→ **DATA EXTRACT**

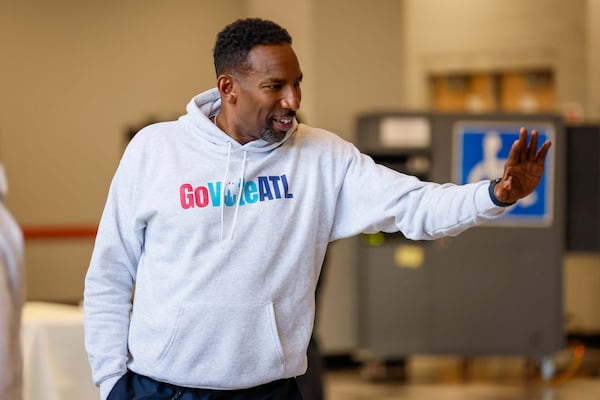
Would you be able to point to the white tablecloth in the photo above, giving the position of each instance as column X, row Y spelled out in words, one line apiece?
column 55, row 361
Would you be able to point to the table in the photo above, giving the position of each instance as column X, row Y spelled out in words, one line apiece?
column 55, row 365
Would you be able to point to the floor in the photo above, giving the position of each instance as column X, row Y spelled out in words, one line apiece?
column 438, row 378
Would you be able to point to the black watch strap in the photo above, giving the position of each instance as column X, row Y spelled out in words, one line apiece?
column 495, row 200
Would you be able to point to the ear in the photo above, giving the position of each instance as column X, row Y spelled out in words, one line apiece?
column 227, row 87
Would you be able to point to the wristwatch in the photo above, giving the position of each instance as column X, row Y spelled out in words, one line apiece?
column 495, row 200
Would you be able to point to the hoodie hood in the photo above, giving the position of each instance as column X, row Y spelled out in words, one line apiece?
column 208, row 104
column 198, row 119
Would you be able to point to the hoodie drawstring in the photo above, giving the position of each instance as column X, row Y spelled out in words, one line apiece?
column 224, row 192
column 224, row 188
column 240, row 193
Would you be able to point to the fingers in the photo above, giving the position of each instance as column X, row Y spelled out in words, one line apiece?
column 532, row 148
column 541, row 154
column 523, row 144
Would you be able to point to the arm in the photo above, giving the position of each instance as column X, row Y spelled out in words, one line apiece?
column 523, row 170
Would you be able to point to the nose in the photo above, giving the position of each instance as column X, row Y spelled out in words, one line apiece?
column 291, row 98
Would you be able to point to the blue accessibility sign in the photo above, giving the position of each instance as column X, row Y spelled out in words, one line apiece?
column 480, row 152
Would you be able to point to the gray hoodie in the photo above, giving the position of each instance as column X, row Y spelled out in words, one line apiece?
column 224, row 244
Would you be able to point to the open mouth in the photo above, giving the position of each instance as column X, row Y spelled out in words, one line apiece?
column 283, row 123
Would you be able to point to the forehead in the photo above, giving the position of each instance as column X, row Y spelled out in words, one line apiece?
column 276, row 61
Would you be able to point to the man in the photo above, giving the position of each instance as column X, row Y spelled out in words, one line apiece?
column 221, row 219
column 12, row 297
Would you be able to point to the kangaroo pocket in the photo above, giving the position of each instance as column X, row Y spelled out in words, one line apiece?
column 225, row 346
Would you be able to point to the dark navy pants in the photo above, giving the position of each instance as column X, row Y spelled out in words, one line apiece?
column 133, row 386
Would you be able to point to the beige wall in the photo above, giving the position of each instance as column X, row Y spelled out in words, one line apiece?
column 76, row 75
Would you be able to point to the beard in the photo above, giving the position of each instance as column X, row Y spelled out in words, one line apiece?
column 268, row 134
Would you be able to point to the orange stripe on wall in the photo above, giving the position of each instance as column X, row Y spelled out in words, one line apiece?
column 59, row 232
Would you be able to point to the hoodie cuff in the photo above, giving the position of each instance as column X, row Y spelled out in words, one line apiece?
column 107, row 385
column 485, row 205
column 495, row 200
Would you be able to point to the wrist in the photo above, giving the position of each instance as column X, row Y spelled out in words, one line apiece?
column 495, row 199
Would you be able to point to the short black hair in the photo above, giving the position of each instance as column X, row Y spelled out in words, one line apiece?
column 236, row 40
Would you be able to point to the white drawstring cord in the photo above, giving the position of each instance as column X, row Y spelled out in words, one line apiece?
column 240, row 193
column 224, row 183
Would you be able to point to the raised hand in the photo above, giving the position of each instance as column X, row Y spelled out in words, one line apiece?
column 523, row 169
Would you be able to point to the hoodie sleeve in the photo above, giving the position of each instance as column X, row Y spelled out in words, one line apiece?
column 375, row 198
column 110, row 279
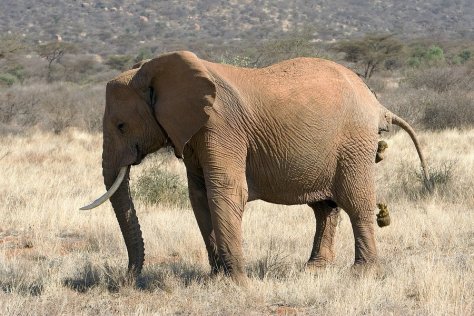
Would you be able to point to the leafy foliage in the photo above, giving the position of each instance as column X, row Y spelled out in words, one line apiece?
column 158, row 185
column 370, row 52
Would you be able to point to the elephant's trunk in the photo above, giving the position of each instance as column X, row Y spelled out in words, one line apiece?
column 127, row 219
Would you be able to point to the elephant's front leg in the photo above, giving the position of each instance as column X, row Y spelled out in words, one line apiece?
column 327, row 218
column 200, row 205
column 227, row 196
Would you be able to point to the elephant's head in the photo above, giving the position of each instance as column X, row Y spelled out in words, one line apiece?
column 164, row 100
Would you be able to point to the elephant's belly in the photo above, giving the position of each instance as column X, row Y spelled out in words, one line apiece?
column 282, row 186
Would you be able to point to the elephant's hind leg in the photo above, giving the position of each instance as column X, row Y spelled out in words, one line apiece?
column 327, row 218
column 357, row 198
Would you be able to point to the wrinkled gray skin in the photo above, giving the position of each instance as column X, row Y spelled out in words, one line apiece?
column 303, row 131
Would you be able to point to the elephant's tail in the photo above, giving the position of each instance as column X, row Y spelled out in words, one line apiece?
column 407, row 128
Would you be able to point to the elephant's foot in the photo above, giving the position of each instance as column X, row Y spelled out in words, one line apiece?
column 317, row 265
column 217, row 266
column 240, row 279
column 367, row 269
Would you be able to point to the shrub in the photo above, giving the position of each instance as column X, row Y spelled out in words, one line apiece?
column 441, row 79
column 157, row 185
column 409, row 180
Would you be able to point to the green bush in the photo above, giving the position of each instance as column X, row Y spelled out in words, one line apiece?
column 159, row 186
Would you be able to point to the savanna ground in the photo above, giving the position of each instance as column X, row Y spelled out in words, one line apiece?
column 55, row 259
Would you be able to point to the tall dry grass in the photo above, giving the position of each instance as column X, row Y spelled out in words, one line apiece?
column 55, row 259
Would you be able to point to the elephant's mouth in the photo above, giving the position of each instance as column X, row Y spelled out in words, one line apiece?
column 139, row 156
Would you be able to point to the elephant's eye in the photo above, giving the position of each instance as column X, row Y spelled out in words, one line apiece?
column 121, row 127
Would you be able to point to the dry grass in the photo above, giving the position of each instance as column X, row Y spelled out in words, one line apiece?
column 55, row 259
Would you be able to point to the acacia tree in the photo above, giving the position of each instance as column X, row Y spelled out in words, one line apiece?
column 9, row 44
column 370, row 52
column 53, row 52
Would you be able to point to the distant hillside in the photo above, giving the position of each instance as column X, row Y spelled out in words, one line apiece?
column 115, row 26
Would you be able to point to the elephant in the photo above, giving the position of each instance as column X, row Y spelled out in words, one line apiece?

→ **TASK TO CARRY OUT**
Format all the records above as a JSON list of strings, with one string for each line and blank lines left out. Leave the pictures out of the answer.

→ **RESULT OF THIS EXERCISE**
[
  "Would you be able to point to the white tablecloth in the photo above, giving the position of each instance as column X, row Y spelled out in words, one line apiece?",
  "column 55, row 361",
  "Would you be able to point to the table in the photo above, giving the position of each instance as column X, row Y spelled out in words, one line apiece?",
  "column 55, row 365",
  "Would you be able to point to the floor in the photo above, giving the position of each instance as column X, row Y spelled out in words, one line apiece?",
  "column 438, row 378",
  "Would you be able to point to the black watch strap in the photo above, giving the position of each instance as column X, row Y spelled out in words, one line apiece?",
  "column 495, row 200",
  "Would you be able to point to the ear in the photo above, giving the position of each instance as column X, row Y spelled out in words, one line apiece?",
  "column 227, row 87",
  "Would you be able to point to the wristwatch in the photo above, giving the position of each instance as column X, row Y spelled out in words, one line apiece?",
  "column 495, row 200",
  "Would you be able to point to the hoodie hood in the photo above, giving the position of each instance as column X, row Y spelled out in words, one line apiece?",
  "column 208, row 104",
  "column 198, row 119",
  "Would you be able to point to the hoodie drawstring in the photo above, giving the position of each instance as column X, row Y spelled out in words, one line apiece?",
  "column 224, row 192",
  "column 224, row 188",
  "column 240, row 193",
  "Would you be able to point to the fingers in the photo above, giving the position of each instance as column X, row Y spelled out in words, one line apiece?",
  "column 532, row 148",
  "column 541, row 154",
  "column 523, row 144",
  "Would you be able to point to the arm in the photo above, giving the position of each instance as column X, row Y spelled out in words, one line apiece?",
  "column 523, row 170",
  "Would you be able to point to the nose in the photo above, giving the position of each instance as column X, row Y spelled out in words, one line apiece?",
  "column 291, row 98",
  "Would you be able to point to the blue accessibility sign in the photo above, giving the position of each instance as column X, row Y spelled out in words, one line apiece?",
  "column 480, row 152",
  "Would you be able to point to the gray hoodie in the photo above, giving the position of each instance as column X, row Y spelled out in words, one line apiece?",
  "column 224, row 244",
  "Would you be able to point to the open mouth in the photo above, giving the position of each instance as column X, row Y spelled out in words, one line apiece?",
  "column 283, row 123",
  "Would you be able to point to the forehead in the photo above, giving the position of each instance as column X, row Y spelled out in words, one line apiece?",
  "column 276, row 61",
  "Would you be able to point to the man in the photo above, giving the position of each instance as column X, row Y spelled out in words, one line apiece?",
  "column 221, row 219",
  "column 12, row 297",
  "Would you be able to point to the kangaroo pocket in the photo above, giving the position of each instance as column X, row Y spelled out in words, one line apiece?",
  "column 225, row 346",
  "Would you be able to point to the dark navy pants in the photo above, giving the position of each instance as column X, row Y spelled out in words, one line apiece?",
  "column 133, row 386",
  "Would you be able to point to the beige wall in the photo above, giving the position of each instance as column X, row Y spelled out in words, one line apiece?",
  "column 76, row 75",
  "Would you be able to point to the beard in the photo above, giving the position of each instance as column X, row Y spelled out in words, one line apiece?",
  "column 268, row 134",
  "Would you be able to point to the orange stripe on wall in the photo above, giving the position of each instance as column X, row Y spelled out in words, one line apiece?",
  "column 59, row 232",
  "Would you be able to point to the hoodie cuff in the photo above, giving the position of each instance as column X, row Y spelled out in words, one line apiece?",
  "column 107, row 385",
  "column 485, row 205",
  "column 495, row 200",
  "Would you be able to point to the wrist in the photo above, giving the position of each instance as column X, row Y spelled out in words, one line apiece?",
  "column 495, row 199",
  "Would you be able to point to the short black hair in the photo above, giving the position of each instance as column X, row Y spelled out in words, one line apiece?",
  "column 236, row 40",
  "Would you be able to point to the white drawstring cord in the photo above, giving the position of each instance as column X, row Y spelled out in words, one line apiece?",
  "column 240, row 193",
  "column 224, row 183",
  "Would you be able to point to the raised hand in the photo above, giving the position of each instance as column X, row Y spelled out in words, one line apiece?",
  "column 523, row 169",
  "Would you be able to point to the hoodie sleeve in the photo above, giving the position of each instance as column X, row Y spelled out in words, one line apiece?",
  "column 375, row 198",
  "column 110, row 279",
  "Would you be able to point to the leafy foliage in the photo above, giving the position of each instance as column X, row Y spelled out in words, one line apiece?",
  "column 158, row 185",
  "column 370, row 52",
  "Would you be able to point to the elephant's trunk in the photo above, giving the position of each instance as column X, row Y spelled out in words, one line apiece?",
  "column 127, row 219",
  "Would you be able to point to the elephant's front leg in the photo above, giving the position of each instance as column X, row Y spelled out in words, one line apiece?",
  "column 327, row 218",
  "column 200, row 205",
  "column 227, row 196",
  "Would you be able to point to the elephant's head in the photo above, giving the position of each instance as column X, row Y spelled out in words, one line apiece?",
  "column 164, row 100",
  "Would you be able to point to the elephant's belly in the photo above, giving the position of each instance as column X, row Y spelled out in words, one line apiece?",
  "column 282, row 186",
  "Would you be able to point to the elephant's hind leg in the photo above, giving the position of each instance as column X, row Y spelled out in words, one line apiece?",
  "column 327, row 218",
  "column 357, row 198",
  "Would you be able to point to the wrinkled gray skin in the photo above, giving the position of each instance as column X, row Y spelled out in words, one line apiece?",
  "column 303, row 131",
  "Would you be able to point to the elephant's tail in the photo above, giving the position of each instance as column X, row Y spelled out in words, one line apiece?",
  "column 407, row 128",
  "Would you be able to point to the elephant's foot in the photo above, giving the position of each instance as column X, row Y spelled out in words, one line apiece?",
  "column 317, row 265",
  "column 217, row 266",
  "column 240, row 279",
  "column 367, row 269",
  "Would you be able to point to the shrub in the photo above, giving the position of each instance as column X, row Y spelled out in words, one line apiece?",
  "column 441, row 79",
  "column 157, row 185",
  "column 409, row 180",
  "Would you be able to point to the green bush in the photo above, giving the position of each instance as column X, row Y spelled out in words, one line apiece?",
  "column 159, row 186",
  "Would you be able to point to the savanna ground in the photo above, giving the position of each instance as column X, row Y spelled out in words, one line apiece?",
  "column 55, row 259",
  "Would you be able to point to the tall dry grass in the photo above, giving the position of each instance as column X, row Y spelled out in words, one line apiece?",
  "column 55, row 259",
  "Would you be able to point to the elephant's mouth in the photo above, giving the position of each instance as column X, row Y spelled out in words, one line apiece?",
  "column 139, row 156",
  "Would you be able to point to the elephant's eye in the photo above, giving the position of each instance as column X, row Y spelled out in words, one line apiece?",
  "column 121, row 127",
  "Would you be able to point to the dry grass in the photo above, giving the position of each instance as column X, row Y spelled out in words, one line apiece?",
  "column 55, row 259",
  "Would you be able to point to the acacia tree in the photo above, giving the position of each instance as column X, row Y spelled out in words, one line apiece?",
  "column 9, row 44",
  "column 370, row 52",
  "column 53, row 52",
  "Would you be able to point to the distant hillside in the photo above, giving the position of each instance as column X, row Y spelled out in words, one line apiece?",
  "column 115, row 26",
  "Would you be able to point to the elephant in the photo above, giving the position of each instance as column X, row Y spelled out in words, one line apiece?"
]